- [PROBLEM STATEMENT] In the entries from the line with "above contains shoreline." to the line with "32, 94, 100, 189", swap every occurrence of "tight bounding box" for "close-fitting bounding box" and leave everything else untouched. Output only those lines.

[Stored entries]
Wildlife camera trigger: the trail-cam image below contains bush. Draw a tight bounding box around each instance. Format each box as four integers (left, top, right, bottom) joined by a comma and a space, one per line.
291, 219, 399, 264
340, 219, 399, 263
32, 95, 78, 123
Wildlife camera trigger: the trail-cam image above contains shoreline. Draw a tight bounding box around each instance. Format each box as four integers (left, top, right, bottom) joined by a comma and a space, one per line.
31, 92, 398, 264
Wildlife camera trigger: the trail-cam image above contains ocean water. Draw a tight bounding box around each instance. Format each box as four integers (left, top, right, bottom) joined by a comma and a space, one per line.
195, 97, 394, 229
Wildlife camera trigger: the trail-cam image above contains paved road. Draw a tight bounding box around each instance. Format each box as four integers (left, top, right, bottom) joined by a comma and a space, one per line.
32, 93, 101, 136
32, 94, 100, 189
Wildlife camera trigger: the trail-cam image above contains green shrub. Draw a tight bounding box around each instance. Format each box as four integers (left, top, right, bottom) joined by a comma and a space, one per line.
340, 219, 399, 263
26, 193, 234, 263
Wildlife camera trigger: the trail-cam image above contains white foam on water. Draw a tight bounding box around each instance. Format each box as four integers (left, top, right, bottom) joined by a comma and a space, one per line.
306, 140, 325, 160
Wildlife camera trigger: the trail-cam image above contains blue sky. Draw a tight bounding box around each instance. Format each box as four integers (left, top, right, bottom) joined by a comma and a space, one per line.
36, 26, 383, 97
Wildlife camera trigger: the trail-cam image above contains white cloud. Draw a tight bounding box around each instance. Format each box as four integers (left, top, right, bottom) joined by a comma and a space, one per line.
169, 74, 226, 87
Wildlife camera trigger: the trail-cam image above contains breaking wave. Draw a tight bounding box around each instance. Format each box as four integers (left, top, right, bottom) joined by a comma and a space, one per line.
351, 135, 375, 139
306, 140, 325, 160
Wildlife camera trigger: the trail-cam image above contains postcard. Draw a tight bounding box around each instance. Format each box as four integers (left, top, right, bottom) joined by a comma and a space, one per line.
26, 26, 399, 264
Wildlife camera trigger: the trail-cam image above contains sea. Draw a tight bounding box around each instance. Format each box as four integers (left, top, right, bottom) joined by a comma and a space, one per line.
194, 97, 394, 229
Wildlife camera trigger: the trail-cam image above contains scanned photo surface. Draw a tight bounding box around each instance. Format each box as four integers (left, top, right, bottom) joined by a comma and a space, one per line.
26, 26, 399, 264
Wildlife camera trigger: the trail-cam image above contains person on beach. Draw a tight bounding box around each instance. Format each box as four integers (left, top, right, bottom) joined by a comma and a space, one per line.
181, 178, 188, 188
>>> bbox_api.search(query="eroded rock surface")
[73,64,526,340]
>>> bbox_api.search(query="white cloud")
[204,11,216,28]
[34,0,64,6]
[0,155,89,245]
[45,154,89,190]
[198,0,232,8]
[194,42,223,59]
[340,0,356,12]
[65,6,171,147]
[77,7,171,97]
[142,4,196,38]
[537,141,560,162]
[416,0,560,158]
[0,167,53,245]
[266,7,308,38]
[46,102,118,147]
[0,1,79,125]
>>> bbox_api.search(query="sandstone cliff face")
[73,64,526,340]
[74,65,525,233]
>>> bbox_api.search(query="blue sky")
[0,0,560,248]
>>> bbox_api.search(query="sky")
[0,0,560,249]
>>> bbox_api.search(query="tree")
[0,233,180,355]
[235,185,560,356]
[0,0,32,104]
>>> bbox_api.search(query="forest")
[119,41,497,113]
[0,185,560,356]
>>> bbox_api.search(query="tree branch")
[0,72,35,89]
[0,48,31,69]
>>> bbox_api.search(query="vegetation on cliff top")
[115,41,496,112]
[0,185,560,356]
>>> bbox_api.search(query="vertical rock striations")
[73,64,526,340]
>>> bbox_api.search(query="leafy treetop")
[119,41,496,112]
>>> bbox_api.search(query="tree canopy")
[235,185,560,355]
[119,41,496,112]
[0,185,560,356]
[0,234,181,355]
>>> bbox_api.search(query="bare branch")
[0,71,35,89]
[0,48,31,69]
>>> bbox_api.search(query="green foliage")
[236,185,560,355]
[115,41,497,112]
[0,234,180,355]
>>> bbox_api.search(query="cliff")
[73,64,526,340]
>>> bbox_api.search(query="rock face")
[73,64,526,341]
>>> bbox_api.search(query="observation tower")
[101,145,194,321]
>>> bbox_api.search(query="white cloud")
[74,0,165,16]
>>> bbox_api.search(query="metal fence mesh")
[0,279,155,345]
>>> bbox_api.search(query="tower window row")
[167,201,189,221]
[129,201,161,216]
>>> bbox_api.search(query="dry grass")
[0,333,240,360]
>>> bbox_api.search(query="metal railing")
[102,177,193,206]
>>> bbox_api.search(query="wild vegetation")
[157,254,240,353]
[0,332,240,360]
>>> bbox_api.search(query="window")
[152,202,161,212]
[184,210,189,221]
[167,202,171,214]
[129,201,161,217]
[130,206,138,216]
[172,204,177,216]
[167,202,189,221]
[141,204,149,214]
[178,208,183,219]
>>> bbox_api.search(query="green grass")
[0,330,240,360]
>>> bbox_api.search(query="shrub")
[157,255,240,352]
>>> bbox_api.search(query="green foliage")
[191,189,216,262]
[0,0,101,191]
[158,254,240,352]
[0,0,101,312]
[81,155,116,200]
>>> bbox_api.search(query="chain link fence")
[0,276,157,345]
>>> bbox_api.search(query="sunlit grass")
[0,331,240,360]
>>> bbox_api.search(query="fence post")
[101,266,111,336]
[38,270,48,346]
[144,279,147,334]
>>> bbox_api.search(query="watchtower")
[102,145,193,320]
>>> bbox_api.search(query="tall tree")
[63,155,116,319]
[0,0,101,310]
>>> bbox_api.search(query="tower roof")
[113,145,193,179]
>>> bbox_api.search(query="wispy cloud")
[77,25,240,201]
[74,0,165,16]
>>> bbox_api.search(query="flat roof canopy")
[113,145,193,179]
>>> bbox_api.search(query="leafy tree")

- [SOLUTION BELOW]
Wildlife camera trigger: the trail-cam image above contains shoreline. Draw a close-fitting bounding box around each instance. Format each box as four integers (left, top, right, bottom) joined by a comma and a space, one per line.
31, 92, 398, 264
Wildlife camera trigger: the trail-cam image above contains ocean water. Draw a close-fitting bounding box around each instance. Format each box as four integers (left, top, right, bottom) joined by a comma and a space, one per line.
195, 97, 394, 229
Wildlife camera trigger: the trail-cam image above contains paved road. Draw a close-fitting bounding box around each instance. Format each box as four integers (left, top, right, bottom) joined by a comma and a space, one per line.
32, 93, 101, 136
32, 94, 100, 189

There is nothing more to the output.